Requirement:
Render the records below as a two-column CSV with the header row text,answer and one row per record. Put each record's text and its answer in their own quoted fields with line breaks replaced by spaces, and leave out the pictures.

Data to use:
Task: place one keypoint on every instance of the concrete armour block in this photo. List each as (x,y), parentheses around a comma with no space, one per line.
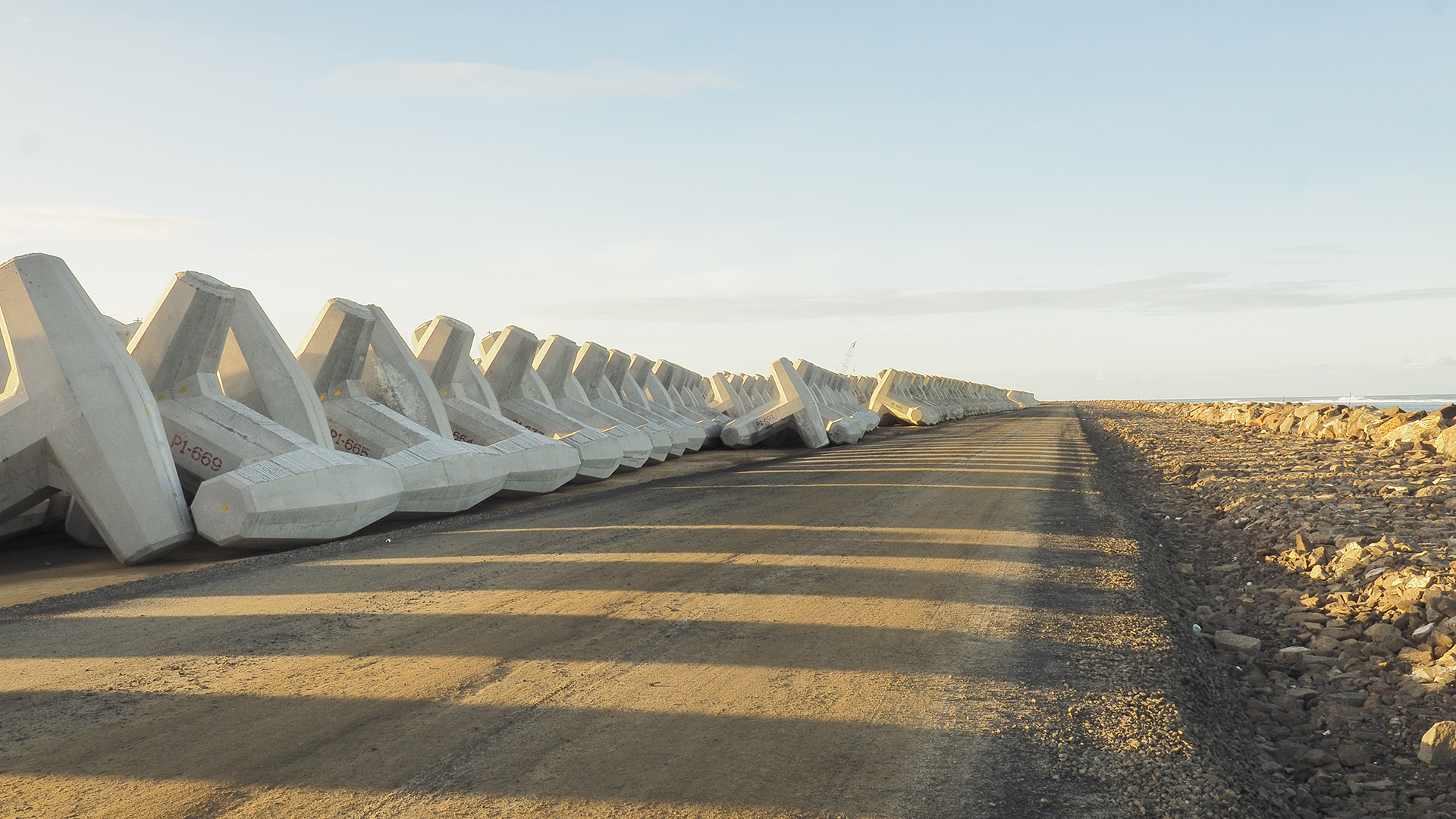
(536,464)
(590,373)
(259,372)
(440,475)
(845,420)
(506,362)
(658,394)
(794,409)
(635,398)
(554,359)
(916,398)
(255,482)
(892,395)
(688,390)
(79,416)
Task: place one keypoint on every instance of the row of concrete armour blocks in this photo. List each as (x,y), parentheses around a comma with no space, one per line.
(201,422)
(824,407)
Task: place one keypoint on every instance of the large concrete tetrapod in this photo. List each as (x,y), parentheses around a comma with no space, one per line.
(506,362)
(76,416)
(538,464)
(618,373)
(893,403)
(256,483)
(590,373)
(845,420)
(795,409)
(440,475)
(663,398)
(688,394)
(554,359)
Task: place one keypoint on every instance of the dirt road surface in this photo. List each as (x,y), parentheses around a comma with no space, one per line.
(935,623)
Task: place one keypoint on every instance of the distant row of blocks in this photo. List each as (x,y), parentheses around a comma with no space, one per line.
(107,428)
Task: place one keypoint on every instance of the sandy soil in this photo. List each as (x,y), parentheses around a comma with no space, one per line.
(940,621)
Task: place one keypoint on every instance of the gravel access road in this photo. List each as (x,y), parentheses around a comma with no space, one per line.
(943,621)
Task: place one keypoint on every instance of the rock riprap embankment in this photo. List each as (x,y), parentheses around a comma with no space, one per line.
(1320,570)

Response:
text,answer
"Task: place one keypoint on every instance of the concrete armour block in this photo. List each as (x,y), parentheses around a comma with no space, one per line.","(536,464) (590,373) (259,372) (440,475) (845,420) (506,362) (658,394) (794,409) (635,398) (554,359) (916,398) (255,482) (892,395) (688,390) (79,416)"
"Task: place one keypoint on every instance of the row of concrete armour blocks in this photo. List each as (x,y), parentheses around a comma with no space, one per line.","(201,422) (824,407)"
"Task: place one keypoint on every instance of the large concrete tetrapod in this photo. List each as (x,y), parentheses around a comma with no space, one per line.","(506,362) (76,416) (538,464) (618,373) (893,403) (256,483) (590,373) (845,420) (795,409) (440,475) (663,398) (688,394) (554,359)"
"Task: place one keypoint on every instance of the dirt road surface in this photo. List each as (x,y), parentheses around a comma with no space, one per line.","(935,623)"
"Task: place one keypoint on every instance of the distant row of blocks in this photo. List each as (x,y), parentheses around a comma with no space, one per line.","(107,428)"
"Task: place one keypoint on every instance of the sandy soil in this photo. List each as (x,y), parentheses around a comma with no space, one per line.","(940,621)"
"Task: place one keypoint on every instance of the gravel access road in this photo. List each as (x,y), parentheses around a comma with no space, one per line.","(943,621)"
"Task: place one keypoint on every instance of the rock riprap embankment in this photo. List each as (x,y), parentheses around a comma with no space, one per line.","(1320,570)"